- Instructions to follow: Copy out, word for word, the records from the line containing "task | one point per instance, each pair like [256, 16]" through the last line of the records, both included.

/---

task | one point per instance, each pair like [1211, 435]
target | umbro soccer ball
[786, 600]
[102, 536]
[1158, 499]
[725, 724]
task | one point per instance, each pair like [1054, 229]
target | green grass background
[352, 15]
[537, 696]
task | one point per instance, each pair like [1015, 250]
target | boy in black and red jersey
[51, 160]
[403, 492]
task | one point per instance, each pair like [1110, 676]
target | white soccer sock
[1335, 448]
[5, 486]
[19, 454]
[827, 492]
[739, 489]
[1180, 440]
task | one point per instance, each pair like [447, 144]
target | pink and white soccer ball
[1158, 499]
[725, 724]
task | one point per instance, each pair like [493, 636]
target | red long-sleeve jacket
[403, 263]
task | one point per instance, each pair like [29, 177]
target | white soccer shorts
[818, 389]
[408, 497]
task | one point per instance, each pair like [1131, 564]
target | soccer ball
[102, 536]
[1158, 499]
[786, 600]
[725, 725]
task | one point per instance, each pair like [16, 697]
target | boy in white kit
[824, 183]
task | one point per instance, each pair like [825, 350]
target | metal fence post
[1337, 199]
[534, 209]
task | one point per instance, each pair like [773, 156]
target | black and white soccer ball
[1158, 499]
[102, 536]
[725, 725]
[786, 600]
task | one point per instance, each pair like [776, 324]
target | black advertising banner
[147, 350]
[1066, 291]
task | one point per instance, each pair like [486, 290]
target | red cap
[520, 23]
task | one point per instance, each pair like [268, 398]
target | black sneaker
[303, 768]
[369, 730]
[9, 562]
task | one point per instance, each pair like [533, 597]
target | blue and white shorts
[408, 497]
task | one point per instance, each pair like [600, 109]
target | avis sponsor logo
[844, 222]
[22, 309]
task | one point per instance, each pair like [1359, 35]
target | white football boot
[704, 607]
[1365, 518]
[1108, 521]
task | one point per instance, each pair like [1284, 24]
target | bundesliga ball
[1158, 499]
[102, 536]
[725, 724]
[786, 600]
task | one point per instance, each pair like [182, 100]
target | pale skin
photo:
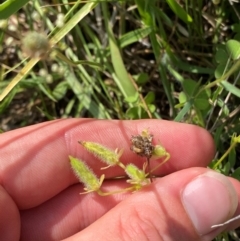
[39, 194]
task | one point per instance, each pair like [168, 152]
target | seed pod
[104, 154]
[142, 144]
[137, 176]
[159, 151]
[85, 175]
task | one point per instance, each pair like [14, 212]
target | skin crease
[39, 194]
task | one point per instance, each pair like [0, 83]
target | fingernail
[209, 199]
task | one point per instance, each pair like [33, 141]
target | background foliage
[130, 59]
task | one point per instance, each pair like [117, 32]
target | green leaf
[10, 7]
[150, 97]
[184, 111]
[221, 56]
[133, 112]
[133, 98]
[134, 36]
[201, 103]
[189, 87]
[221, 69]
[182, 98]
[179, 11]
[231, 88]
[60, 90]
[141, 78]
[233, 48]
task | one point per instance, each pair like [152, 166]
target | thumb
[180, 206]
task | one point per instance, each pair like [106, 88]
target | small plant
[138, 178]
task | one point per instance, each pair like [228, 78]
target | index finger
[34, 161]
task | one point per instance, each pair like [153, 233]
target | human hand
[39, 194]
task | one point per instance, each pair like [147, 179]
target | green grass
[126, 60]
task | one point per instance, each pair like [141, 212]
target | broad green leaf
[233, 48]
[201, 103]
[221, 56]
[150, 97]
[183, 111]
[231, 88]
[133, 98]
[182, 98]
[189, 87]
[141, 78]
[60, 90]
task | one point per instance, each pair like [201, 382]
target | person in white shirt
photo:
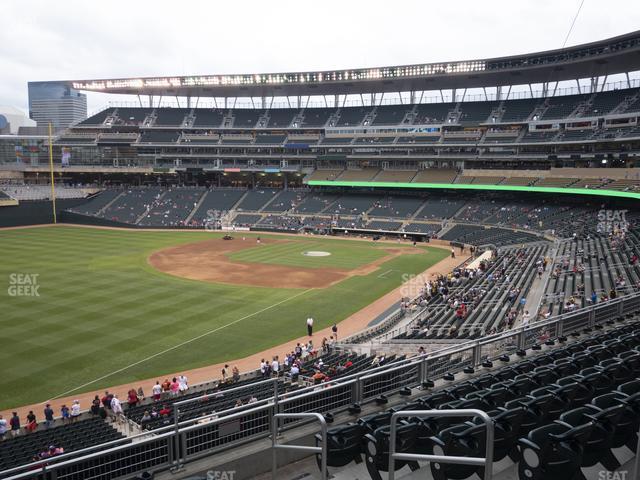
[183, 383]
[310, 326]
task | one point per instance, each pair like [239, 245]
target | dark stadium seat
[553, 452]
[377, 448]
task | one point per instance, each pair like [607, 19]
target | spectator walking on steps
[3, 428]
[15, 424]
[48, 416]
[310, 326]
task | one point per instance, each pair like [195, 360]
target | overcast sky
[81, 39]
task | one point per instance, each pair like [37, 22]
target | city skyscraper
[57, 103]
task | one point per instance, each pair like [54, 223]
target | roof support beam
[604, 82]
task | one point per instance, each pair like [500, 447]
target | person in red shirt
[132, 398]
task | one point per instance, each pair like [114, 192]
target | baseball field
[83, 308]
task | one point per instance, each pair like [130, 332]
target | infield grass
[102, 307]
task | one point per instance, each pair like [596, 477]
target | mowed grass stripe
[102, 307]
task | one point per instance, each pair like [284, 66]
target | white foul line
[177, 346]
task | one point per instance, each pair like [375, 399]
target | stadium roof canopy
[605, 57]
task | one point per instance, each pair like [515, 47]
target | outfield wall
[466, 186]
[36, 212]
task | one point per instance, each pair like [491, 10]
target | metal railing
[173, 446]
[486, 462]
[275, 446]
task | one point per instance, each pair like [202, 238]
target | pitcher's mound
[208, 261]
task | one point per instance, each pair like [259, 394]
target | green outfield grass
[101, 307]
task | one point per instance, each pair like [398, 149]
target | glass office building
[57, 103]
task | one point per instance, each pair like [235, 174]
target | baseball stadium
[400, 272]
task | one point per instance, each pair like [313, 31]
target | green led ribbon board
[462, 186]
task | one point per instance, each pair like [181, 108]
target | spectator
[95, 405]
[14, 422]
[64, 413]
[32, 424]
[157, 391]
[75, 409]
[166, 386]
[132, 398]
[310, 326]
[116, 407]
[146, 418]
[48, 416]
[175, 387]
[183, 383]
[3, 428]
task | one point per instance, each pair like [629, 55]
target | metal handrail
[427, 360]
[487, 461]
[321, 450]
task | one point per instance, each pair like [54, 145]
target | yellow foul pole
[53, 189]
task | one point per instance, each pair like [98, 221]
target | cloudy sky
[76, 39]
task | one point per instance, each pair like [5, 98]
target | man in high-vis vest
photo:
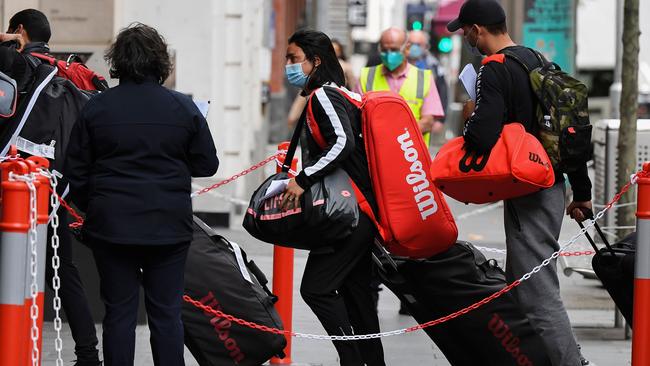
[415, 85]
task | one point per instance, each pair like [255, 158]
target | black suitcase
[218, 274]
[614, 266]
[496, 334]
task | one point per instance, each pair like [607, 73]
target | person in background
[421, 57]
[397, 75]
[336, 280]
[130, 161]
[350, 79]
[532, 223]
[30, 28]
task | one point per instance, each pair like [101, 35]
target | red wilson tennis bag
[328, 210]
[516, 166]
[413, 218]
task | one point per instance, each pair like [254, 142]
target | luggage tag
[590, 215]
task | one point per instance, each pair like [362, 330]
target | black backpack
[45, 114]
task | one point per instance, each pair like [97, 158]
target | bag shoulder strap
[295, 140]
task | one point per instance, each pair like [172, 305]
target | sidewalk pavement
[590, 308]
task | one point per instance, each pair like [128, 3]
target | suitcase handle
[590, 215]
[380, 252]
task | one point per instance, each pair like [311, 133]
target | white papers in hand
[203, 106]
[468, 78]
[276, 187]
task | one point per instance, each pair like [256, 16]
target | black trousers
[160, 270]
[336, 286]
[72, 293]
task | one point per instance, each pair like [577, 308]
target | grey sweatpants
[532, 225]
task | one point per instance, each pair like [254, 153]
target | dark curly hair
[138, 53]
[318, 44]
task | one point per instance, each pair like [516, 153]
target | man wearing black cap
[533, 222]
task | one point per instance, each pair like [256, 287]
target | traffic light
[415, 14]
[445, 45]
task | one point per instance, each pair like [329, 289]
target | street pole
[641, 316]
[617, 86]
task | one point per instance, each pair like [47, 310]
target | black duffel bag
[219, 275]
[328, 210]
[495, 334]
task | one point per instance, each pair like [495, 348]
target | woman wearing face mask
[336, 281]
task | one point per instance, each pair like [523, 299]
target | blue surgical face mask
[392, 59]
[473, 48]
[415, 52]
[295, 75]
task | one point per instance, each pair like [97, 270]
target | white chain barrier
[525, 277]
[56, 263]
[591, 223]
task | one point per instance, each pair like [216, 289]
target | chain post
[33, 268]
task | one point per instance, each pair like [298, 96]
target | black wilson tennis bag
[328, 210]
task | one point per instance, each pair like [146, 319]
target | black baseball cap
[481, 12]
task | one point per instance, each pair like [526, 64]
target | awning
[447, 11]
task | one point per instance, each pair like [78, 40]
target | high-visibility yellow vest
[415, 88]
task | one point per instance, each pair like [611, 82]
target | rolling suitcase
[219, 275]
[496, 334]
[614, 266]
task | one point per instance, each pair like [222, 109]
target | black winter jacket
[130, 160]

\---

- Correct result:
task | one point per instance, each pair like [256, 16]
target | black trousers
[160, 270]
[336, 286]
[72, 293]
task | one point per instance, each pair like [577, 308]
target | grey sweatpants
[532, 225]
task | one point per instance, each pair like [254, 153]
target | dark curly hair
[138, 53]
[318, 44]
task | one point per instance, each pair like [516, 153]
target | man wearing black cap
[533, 222]
task | one point per instance, each pair like [256, 287]
target | traffic light
[415, 14]
[445, 45]
task | one point per instance, each pair like [329, 289]
target | street pole
[641, 316]
[617, 86]
task | one point per instance, each pair like [47, 310]
target | black duffel bag
[219, 275]
[328, 210]
[495, 334]
task | one point per instance, each pair like [495, 348]
target | woman wearing face mask
[336, 281]
task | one point per instance, each pair like [523, 299]
target | blue surgical face mask
[392, 59]
[473, 48]
[415, 52]
[295, 75]
task | one point per instance, each pair like [97, 270]
target | white chain barrier
[525, 277]
[56, 263]
[591, 223]
task | one point per instance, each pair like [216, 289]
target | chain post
[33, 268]
task | one point per instance, each pair like [298, 96]
target | black wilson tennis bag
[328, 210]
task | one point per instance, each pair like [146, 319]
target | black baseball cap
[481, 12]
task | one point per instance, each pair like [526, 64]
target | awning
[447, 11]
task | one point per instance, each pair like [78, 40]
target | high-visibility yellow vest
[415, 88]
task | one point per instance, each pair like [611, 82]
target | rolling suitcase
[219, 275]
[496, 334]
[614, 266]
task | one point per instance, each pair like [222, 109]
target | black winter jacket
[130, 160]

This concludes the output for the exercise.